[SUPPLIED ENTRIES]:

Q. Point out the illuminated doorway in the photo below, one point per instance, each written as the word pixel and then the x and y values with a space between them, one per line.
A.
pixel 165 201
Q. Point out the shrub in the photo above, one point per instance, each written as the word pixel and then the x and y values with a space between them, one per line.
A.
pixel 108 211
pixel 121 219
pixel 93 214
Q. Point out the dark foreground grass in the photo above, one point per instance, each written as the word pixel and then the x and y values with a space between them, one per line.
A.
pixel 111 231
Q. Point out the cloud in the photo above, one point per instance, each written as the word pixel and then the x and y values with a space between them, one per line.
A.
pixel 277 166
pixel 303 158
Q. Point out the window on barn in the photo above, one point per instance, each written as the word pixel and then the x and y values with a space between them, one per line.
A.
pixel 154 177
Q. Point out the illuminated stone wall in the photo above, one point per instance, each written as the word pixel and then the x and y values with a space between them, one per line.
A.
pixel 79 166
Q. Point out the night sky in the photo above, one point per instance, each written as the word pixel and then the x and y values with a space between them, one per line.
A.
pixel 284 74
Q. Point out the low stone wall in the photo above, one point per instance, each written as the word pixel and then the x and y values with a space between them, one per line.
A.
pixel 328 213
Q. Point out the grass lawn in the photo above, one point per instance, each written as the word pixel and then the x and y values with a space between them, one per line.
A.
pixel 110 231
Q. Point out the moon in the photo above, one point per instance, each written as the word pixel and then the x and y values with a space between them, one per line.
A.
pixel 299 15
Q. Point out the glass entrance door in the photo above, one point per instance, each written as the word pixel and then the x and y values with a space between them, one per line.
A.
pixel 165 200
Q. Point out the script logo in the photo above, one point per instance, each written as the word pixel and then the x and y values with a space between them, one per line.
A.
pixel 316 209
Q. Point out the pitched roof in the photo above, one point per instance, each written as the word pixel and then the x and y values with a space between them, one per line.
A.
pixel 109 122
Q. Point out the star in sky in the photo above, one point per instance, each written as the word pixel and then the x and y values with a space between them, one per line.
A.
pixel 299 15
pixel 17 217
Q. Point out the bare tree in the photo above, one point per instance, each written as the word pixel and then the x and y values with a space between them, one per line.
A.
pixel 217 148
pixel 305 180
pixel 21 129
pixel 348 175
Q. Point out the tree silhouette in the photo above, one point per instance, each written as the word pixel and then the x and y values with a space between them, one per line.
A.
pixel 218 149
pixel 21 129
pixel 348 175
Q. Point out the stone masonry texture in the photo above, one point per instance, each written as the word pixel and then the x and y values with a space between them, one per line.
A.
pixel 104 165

[WHAT IS EXPECTED]:
Please output the listing in full, exactly as it was given above.

[RESPONSE TO THE EXERCISE]:
Q. Point out the illuminated doorway in the photo below, one point per instance, each written as the word pixel and then the x and y values with a space between them, one per line.
A.
pixel 165 201
Q. Point out the shrub in the photo above, one point per instance, each written as the word pixel and then the x and y values with a space between them, one per line.
A.
pixel 108 211
pixel 121 219
pixel 93 214
Q. Point out the dark foreground grass in the photo above, one point per instance, each written as the word pixel and then the x and y values with a space between them, one per line.
A.
pixel 111 231
Q. Point out the cloud in the photo above, one point per instance, each written as the word pixel and then the x and y values with a space between them, one per line.
A.
pixel 277 166
pixel 303 158
Q. Point out the window on barn in the photo above, one point per instance, each written as the word pixel and then the x and y values with a space between them, one per line.
A.
pixel 154 177
Q. Point out the illuminated stone wall in the photo above, one point per instance, each written as the word pixel and then the x and y values with a space between them, one per line.
A.
pixel 79 166
Q. Point out the night sky in the photo above, one point per instance, each written as the word pixel and then the x and y values with a space between them, one per line.
A.
pixel 284 74
Q. Point out the low stone wall in the photo above, one point per instance, each written as the word pixel and then the x and y values with a space between them, one per line.
A.
pixel 328 213
Q. Point out the grass lawn in the photo above, one point per instance, each written as the word pixel and then the x and y values with a space between them, one per line.
A.
pixel 110 231
Q. Point out the moon in the photo above, one point per instance, each written as the word pixel and then the x and y values with a space between them, one per line.
A.
pixel 299 15
Q. Point out the glass entrance door in the photo above, one point per instance, each written as the word pixel and then the x and y values with a space between them, one per line.
A.
pixel 165 200
Q. Point out the script logo in the photo above, one point per instance, each written as the word pixel and then the x and y values with a space between them, one per line.
A.
pixel 316 209
Q. Point out the pitched roof in the photo above, one point per instance, each written as the word pixel and then the x and y values with a space between them, one per line.
A.
pixel 109 122
Q. Point out the star in sky in the photo above, one point per instance, each written as the word pixel and then the x and y values with a space between them, one per line.
A.
pixel 299 15
pixel 17 217
Q. Point out the bare tree in the photo above, one point per instance, each written as the word pixel and then the x and y values with a space between them, one per line.
A.
pixel 217 148
pixel 305 180
pixel 21 129
pixel 348 175
Q. Point out the tree silhouette in the photo above, one point per instance, each written as the word pixel and then the x and y values with a space between them, one per line.
A.
pixel 218 149
pixel 21 129
pixel 348 175
Q. Point out the stone masonry texture in the photo above, one point per instance, each written as the word pixel and then the x and y values with a space between them, one per line.
A.
pixel 104 165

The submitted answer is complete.